### Data section

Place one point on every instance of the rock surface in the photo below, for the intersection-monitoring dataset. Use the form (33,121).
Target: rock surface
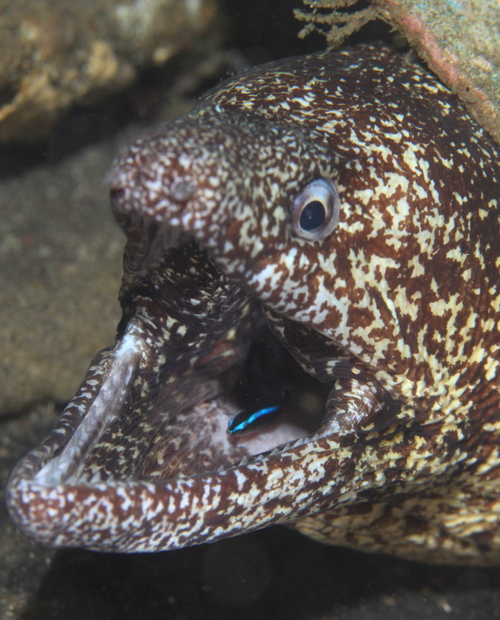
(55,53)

...

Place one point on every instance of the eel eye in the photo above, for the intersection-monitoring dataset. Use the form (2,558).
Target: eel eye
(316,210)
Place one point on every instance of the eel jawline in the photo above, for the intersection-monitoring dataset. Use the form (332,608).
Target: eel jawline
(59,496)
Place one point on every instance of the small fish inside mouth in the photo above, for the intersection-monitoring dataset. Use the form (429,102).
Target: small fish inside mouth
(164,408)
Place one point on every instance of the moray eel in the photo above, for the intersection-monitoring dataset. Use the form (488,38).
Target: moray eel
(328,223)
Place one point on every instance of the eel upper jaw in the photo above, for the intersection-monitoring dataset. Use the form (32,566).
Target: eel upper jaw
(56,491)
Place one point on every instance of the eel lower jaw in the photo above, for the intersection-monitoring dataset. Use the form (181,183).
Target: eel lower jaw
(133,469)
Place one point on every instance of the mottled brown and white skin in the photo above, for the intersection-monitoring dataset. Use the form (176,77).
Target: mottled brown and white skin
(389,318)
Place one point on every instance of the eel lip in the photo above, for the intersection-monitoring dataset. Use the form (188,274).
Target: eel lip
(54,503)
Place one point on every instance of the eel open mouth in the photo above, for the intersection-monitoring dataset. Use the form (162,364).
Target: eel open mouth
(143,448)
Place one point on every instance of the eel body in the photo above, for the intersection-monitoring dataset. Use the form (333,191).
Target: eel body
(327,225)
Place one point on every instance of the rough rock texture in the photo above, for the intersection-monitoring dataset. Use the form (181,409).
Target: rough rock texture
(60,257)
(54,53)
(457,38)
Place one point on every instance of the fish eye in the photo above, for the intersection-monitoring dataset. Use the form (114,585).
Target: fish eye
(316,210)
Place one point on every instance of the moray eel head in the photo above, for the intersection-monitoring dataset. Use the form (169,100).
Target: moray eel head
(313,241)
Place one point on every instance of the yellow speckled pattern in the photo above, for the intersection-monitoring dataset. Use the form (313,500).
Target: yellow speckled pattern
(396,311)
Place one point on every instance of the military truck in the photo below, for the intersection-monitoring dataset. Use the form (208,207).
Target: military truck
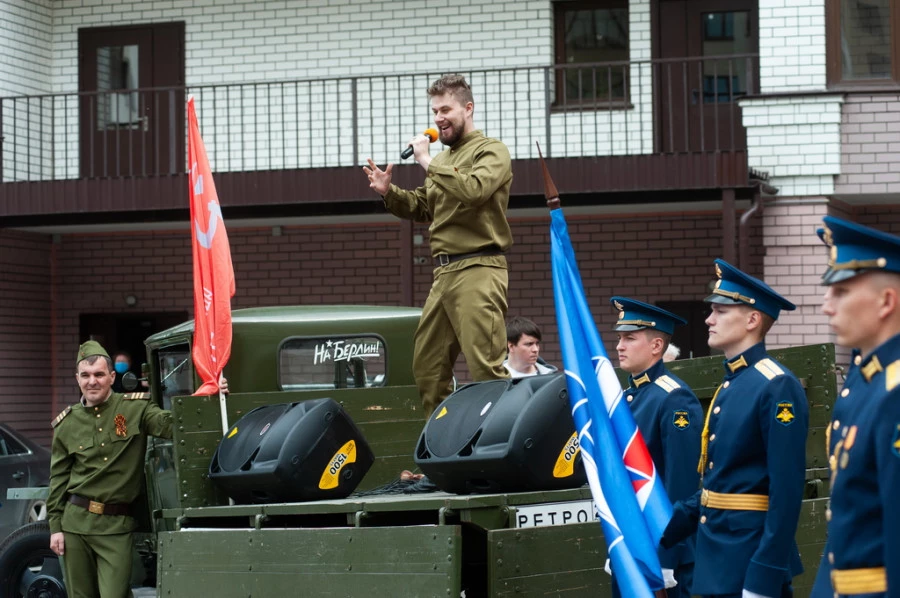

--

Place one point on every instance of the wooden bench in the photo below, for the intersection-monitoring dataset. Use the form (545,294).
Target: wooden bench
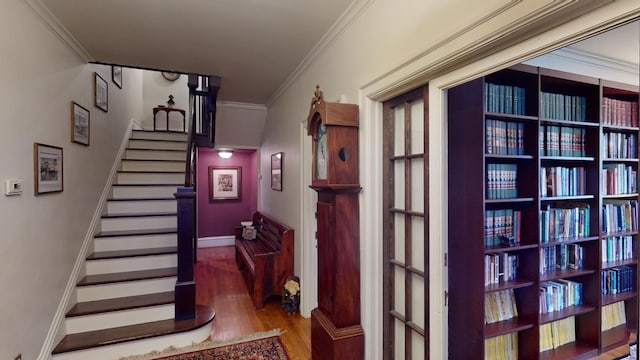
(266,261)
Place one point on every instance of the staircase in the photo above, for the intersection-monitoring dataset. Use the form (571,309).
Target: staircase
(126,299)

### Aim of the task
Convert the rows into a JSON list of strings with one string per line and no blank lines. Begin at the line containing "Place one point on every instance of the fish" and stop after the line containing "Target: military truck".

### Completed task
[
  "Place one point on every instance of the fish eye in the photo above, for the intersection-monitoring dataset. Use the form (114,585).",
  "Target: fish eye",
  "(316,210)",
  "Place one point on every instance of the moray eel head in the photo above, for the intersection-monitoring dataset. Use the form (169,100).",
  "Target: moray eel head",
  "(313,241)",
  "Place one point on every instance of the yellow speckled pattern in the photo above, for the intersection-monitoring dataset. Use the form (313,500).",
  "Target: yellow speckled pattern",
  "(396,311)",
  "Place one point on every instance of the military truck in the photo below, for the intersection-monitoring dataset. Use the form (208,207).",
  "Target: military truck"
]